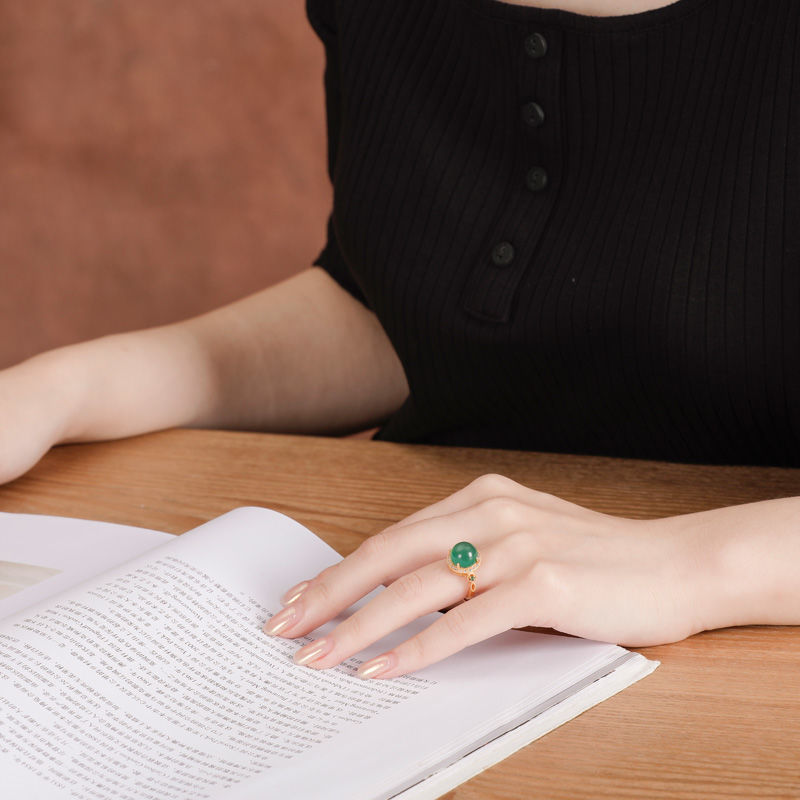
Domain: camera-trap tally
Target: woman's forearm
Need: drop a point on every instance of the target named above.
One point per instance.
(744, 563)
(301, 356)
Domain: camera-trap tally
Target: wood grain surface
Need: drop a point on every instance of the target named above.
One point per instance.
(719, 719)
■ ■ ■ ■ ■ ■ ■
#### [What you should do]
Render the listing above as a JSON list of strings, one string per line, with blank lines skipped. Leave the pictures out.

#### [Answer below]
[
  "Domain: camera-trap tally",
  "Target: woman's forearm",
  "Need: drop a point on every instance of the target named above.",
  "One point per instance.",
  "(744, 563)",
  "(301, 356)",
  "Domain: camera-trap tally",
  "Target: wood grain surface",
  "Need: drop a point on every instance of the target named above.",
  "One point per instance.",
  "(719, 719)"
]